SELECTED EXTRACT:
****************************************

Wine’s journey from Rome - a resumé

An academic symposium:
Wine’s journey from Rome
Wine in the Roman Empire and its significance for today's wine culture

Rome, 23.-25. May 2012 (the Norwegian Institute in Rome)

Why such a symposium?
Wine was one of the most important products of the Roman Empire — as nutrition, drug, commodity, something to assemble around, rally to, as a cultic symbol and much more. Wine and vines were exported from Italy with the legions and enterprising traders and wine culture was soundly established, and is so even today, in the whole region that once was the Roman Empire. Ever since one has cultivated, drunk, praised and cursed wine in Europe.

Italy is a unique wine region with its extraordinary high number of grape varieties, the diversity of regions and methods of cultivation, the high number of wine producers and a unique range of wines and methods of production. No other nation can compare to Italy's diversity in all of these aspects of wine production. The background can be found in the country's history, and particularly Roman Italy's importance to the development of wine. 1500 years after the fall of Rome, Italian wine is again the market leader in the world. Norway is no exception and Italy is the best-selling wine country also here. Norwegians' drinking habits are changing and wine increases at the expense of other alcoholic beverages.

The purpose of this symposium is to lead this interest onto a historic path, back to antiquity, to raise awareness of reasons for the significance of Italian wine – by pointing to the ancient society of Roman times, its consequences in today’s wine production and its relevance to contemporary wine culture. The seminar will seek to reach that goal as a Symposium combining the joint minds (and pens and pallets) of some of the best minds from academia, the producers of wine, the press and of the wine industry. The Norwegian Institute in Rome sited on Gianicolo will provide a sound setting for this extraordinary Symposium. As such, this remarkable historic and archaeological Institute will contribute to creating increased awareness of these subject matters in academic circles, both internationally and nationally, and in public and business life.

****************************************

SOURCE MATERIAL:
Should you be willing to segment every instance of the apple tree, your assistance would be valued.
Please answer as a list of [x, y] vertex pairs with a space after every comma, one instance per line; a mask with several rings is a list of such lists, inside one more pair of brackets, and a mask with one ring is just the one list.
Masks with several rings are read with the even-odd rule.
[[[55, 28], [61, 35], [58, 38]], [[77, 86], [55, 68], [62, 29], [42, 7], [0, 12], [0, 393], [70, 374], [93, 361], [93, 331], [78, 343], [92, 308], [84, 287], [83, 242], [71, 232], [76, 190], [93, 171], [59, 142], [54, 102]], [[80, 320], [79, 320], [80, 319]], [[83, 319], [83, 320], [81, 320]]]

****************************************

COMPLETE THE FOLLOWING:
(a) According to the Roman wine symposium text, which country's wine sells best in Norway?
(b) Proceed with the Roman wine symposium text, picking up after its final sentence.

RESPONSES IN ORDER:
(a) Italy is the best-selling wine country in Norway.

(b)
Notabilities from Norwegian and International (wine-) press will take part in the symposium. An assembly of some of Italy’s most prominent, and relevant, wine producers will participate with speeches and offers of insight of value to the theme, as will other prominent members of the wine trade, experts from the cultural and modern sphere etc.

Participating:
Key-note speaker(s) from the international research front, Scandinavian classical scholars, representatives of the Italian wine industry with background from working in ancient wine regions and within the ancient tradition, wine journalists, profiled representatives of the trade, scholars in wine and Norwegian, Italian and international writers and cultural personalities with expertise about wine and wine culture.

May 23. – International symposium
at the Norwegian Institute in Rome (Viale Trenta Aprile 33, Gianicolo)

Words of welcome – Head of Department Turid Karlsen Seim Lars G. Rein-Helliesen and Jon W. Iddeng (Wine & Ruin organizers)

Ancient viticulture and the distribution of grapes and wine in the Roman World.

Prof. Attilio Scienza (Professor of Viticulture, University of Milan)

How Rome introduced viticulture and wine culture in Europe

Centurions, leading Roman legions to the conquest of Europe, had a rod made with a branch of grapevine. Wine, one of the main components of legionary’s diet, was primarily produced in the so-called Italia Cisalpina (the present Veneto and Friuli regions) and was spread in barrels on carts, starting from the town of Aquileia, to the borders of the Empire defined, in those days, by the rivers Rhine and Danube.

Wine production outside Italy was limited to the Provence region - which was under the Roman Empire control and where many roman senators had vineyards and an intense and profitable wine production and commerce.

During 98 BC Emperor Domitian issues an edict prohibiting wine commerce outside Italian boundaries. Numerous were the reasons for this decision. Some say that the edict was strongly desired by wine traders from Campania, in those days the most productive Italian region; others claim that the reason was linked to drought occurring in Sicily and North Africa and affecting/limiting the provision of cereals to legions widely spread in the Empire.

Two Centuries after, Veneto wine production experienced an abrupt stop due to climate changes causing floods in all territories dedicated to vineyards. Emperor Probus decided that Domitian’s edict was over and that vineyards had to be planted also outside Italy and near the places of consumption. Faustina, Probus' wife, was very important in abolishing the edict, due to the pressures of her citizens wishing to cultivate grapes in Burdigala (the current Bordeaux).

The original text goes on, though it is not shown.